Collected data entries
** Start **

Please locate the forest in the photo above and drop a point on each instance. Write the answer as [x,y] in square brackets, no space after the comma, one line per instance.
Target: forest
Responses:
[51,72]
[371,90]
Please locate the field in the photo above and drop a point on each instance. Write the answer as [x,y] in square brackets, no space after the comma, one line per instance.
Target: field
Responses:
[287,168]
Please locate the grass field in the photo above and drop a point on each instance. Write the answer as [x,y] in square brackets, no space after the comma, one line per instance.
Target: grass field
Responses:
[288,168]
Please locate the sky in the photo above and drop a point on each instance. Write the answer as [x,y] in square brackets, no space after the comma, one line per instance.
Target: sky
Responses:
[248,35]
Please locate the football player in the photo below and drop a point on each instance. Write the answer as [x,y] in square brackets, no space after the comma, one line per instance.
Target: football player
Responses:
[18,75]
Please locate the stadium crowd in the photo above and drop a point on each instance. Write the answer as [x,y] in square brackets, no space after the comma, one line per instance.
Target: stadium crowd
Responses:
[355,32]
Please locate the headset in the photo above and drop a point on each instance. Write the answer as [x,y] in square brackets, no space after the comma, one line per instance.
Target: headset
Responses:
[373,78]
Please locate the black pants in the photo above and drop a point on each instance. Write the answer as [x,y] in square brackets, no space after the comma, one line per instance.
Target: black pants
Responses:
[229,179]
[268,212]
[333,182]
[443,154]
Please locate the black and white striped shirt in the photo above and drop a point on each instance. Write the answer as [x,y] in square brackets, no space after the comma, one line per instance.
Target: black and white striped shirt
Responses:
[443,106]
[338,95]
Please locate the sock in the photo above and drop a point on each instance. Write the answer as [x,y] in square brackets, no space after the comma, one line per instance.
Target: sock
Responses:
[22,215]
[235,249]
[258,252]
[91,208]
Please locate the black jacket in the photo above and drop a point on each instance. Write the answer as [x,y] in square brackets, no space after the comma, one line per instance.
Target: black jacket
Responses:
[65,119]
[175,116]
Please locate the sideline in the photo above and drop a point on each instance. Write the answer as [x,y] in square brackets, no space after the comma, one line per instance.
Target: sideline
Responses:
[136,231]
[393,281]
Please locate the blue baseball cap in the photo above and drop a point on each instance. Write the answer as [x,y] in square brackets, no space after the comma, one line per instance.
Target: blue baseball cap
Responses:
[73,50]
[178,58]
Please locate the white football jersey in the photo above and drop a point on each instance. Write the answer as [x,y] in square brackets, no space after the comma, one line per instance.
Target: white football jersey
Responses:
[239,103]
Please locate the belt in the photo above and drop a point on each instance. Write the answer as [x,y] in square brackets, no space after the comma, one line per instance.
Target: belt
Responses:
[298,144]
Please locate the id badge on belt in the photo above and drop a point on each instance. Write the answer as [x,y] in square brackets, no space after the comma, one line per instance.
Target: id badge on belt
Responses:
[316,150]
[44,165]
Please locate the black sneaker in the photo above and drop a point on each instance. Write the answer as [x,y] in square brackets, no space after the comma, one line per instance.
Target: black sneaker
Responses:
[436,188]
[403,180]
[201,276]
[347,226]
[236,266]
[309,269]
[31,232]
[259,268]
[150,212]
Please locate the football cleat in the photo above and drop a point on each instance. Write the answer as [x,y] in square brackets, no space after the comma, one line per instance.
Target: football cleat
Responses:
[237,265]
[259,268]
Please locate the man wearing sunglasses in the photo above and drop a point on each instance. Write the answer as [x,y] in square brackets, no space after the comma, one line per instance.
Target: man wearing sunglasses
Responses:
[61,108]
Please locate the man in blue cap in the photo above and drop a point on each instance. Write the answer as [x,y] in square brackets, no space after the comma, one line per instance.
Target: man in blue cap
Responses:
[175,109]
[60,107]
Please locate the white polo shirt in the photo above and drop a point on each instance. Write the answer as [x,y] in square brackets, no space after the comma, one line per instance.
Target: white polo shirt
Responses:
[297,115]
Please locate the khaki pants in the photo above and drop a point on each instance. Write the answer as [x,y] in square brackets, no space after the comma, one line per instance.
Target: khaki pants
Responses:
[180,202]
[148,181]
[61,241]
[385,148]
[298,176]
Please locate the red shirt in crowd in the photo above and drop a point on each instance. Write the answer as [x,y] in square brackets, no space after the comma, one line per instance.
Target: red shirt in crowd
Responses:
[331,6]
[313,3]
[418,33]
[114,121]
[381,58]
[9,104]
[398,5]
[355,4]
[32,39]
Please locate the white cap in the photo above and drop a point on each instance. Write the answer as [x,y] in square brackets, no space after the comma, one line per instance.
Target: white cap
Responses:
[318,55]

** End **

Written task: Rewrite all of the lines above as a numbered list, omitting any blank lines.

Solution to this problem:
1. Please locate the forest in the photo above and drop a point on each instance. Write the answer as [x,y] in square brackets, no space after the comma, one line per instance.
2. Target: forest
3. Responses:
4. [51,72]
5. [371,90]
6. Please locate the field in the photo above and drop a point on each instance. Write the answer as [x,y] in square brackets, no space after the comma, one line per instance.
7. Target: field
8. Responses:
9. [287,168]
10. Please locate the grass field in the photo above and drop a point on each instance. Write the answer as [x,y] in square brackets, no space after the comma, one line per instance.
11. Target: grass field
12. Responses:
13. [288,168]
14. Please locate the sky in the photo above and drop a point on each instance. Write the answer as [x,y] in square brackets, no space after the comma, one line per instance.
15. Target: sky
16. Responses:
17. [248,35]
18. Please locate the football player in the photo below and drop a point on each instance. Write the answer as [x,y] in square brackets, no space after the comma, one line per instance.
19. Target: football player
20. Responses:
21. [18,75]
22. Please locate the stadium crowd in the photo above and drop a point on each instance. Write the answer as [x,y] in square brackets, no space after the comma, one line per instance.
23. Target: stadium crowd
24. Responses:
25. [355,32]
26. Please locate the headset in the photo above and drop a point on each instance. Write the answer as [x,y] in square brackets, no space after the comma, one line per instance.
27. Target: headset
28. Responses:
29. [373,78]
30. Please locate the black pants in the photo above and drop a point on each instance. Write the answer as [x,y] in square brackets, no space after the comma, one line per instance.
31. Target: black pants
32. Responses:
33. [229,179]
34. [268,212]
35. [333,182]
36. [443,154]
37. Please locate the black and white striped shirt in the photo above and drop a point on each instance. Write the answer as [x,y] in square brackets, no space after the comma, one line per instance.
38. Target: black and white striped shirt
39. Responses:
40. [443,106]
41. [338,95]
42. Please locate the sock in the photo above and drop a point on each instance. Write the answer as [x,y] in square brackets, no space after the comma, one line per instance.
43. Target: sock
44. Responses:
45. [22,215]
46. [235,249]
47. [258,252]
48. [91,208]
49. Please locate the black jacket in the photo above and drop a point on each instance. Write the answer as [x,y] in square brackets, no space after the comma, one line per instance.
50. Target: black jacket
51. Responses:
52. [65,119]
53. [175,116]
54. Please locate the sideline in the photo above and drop a point on each instance. Write the answer as [x,y] in square brackets, no space after the comma, one line per instance.
55. Target: sideline
56. Responses:
57. [136,231]
58. [393,281]
59. Please locate the blue baseball cap in the photo above and drop a point on each instance. Write the answer as [x,y] in square brackets, no space after the comma, one line per instance.
60. Target: blue baseball cap
61. Responses:
62. [73,50]
63. [178,58]
64. Please locate the white football jersey in the photo above and drop a point on each instance. Write the answer as [x,y] in square brackets, no space after the comma, one line per instance.
65. Target: white football jersey
66. Responses:
67. [239,103]
68. Please locate the belt in the photo above and drop a point on each instance. Write the answer as [x,y] in square brackets, no space after the comma, one line per instance.
69. Target: belt
70. Responses:
71. [298,144]
72. Please locate the id badge on belt in the photo above and drop a point on each instance. Write the answer as [x,y] in square brackets, no space after the comma, one line per instance.
73. Target: id badge on belt
74. Responses:
75. [316,150]
76. [44,165]
77. Please locate the black sneaker in the photo above and drop a point on each instance. Write the answer as [x,y] in square brackets, no space after the comma, one line per instance.
78. Target: black sneaker
79. Responses:
80. [436,188]
81. [403,180]
82. [201,276]
83. [347,226]
84. [236,266]
85. [309,269]
86. [31,232]
87. [259,268]
88. [150,212]
89. Please locate the football cleat in the photo above and drop a point on each instance. Write the answer as [x,y] in square brackets, no space after the comma, one line per instance.
90. Target: football cleat
91. Responses:
92. [237,265]
93. [259,268]
94. Please locate the man wearing sunglasses in the photo above and drop a point on each instance. Write the answer as [x,y] in square brackets, no space after the comma, one line per instance.
95. Target: man wearing sunglasses
96. Responses:
97. [61,108]
98. Please locate the man in blue cap in the photo above and drop a point on each instance. Write the answer as [x,y] in square brackets, no space after the comma, one line per instance.
99. Target: man in blue cap
100. Responses:
101. [175,109]
102. [60,107]
103. Please locate the white polo shirt in the photo above and drop a point on each instance. Write the answer as [x,y] in square brackets, no space after the comma, one line per instance.
104. Target: white polo shirt
105. Responses:
106. [297,115]
107. Please locate the khaki pants in the photo above and drop a point on each instance. Write the answer as [x,y] in square brackets, no space after the comma, one line per instance.
108. Target: khaki pants
109. Responses:
110. [180,202]
111. [148,181]
112. [61,241]
113. [385,148]
114. [298,176]
115. Please locate the red shirt in crowd in the photo above and drop a point on each instance. Write the answer as [x,y] in square brackets, no space after the comma, one line per instance.
116. Target: red shirt in crowd
117. Responses:
118. [331,6]
119. [313,3]
120. [418,33]
121. [114,121]
122. [381,58]
123. [9,104]
124. [398,5]
125. [355,4]
126. [32,39]
127. Please locate the white cap in the photo above and drop a point on each instance. Write the answer as [x,y] in square brackets, no space after the comma, one line per instance.
128. Target: white cap
129. Responses:
130. [318,55]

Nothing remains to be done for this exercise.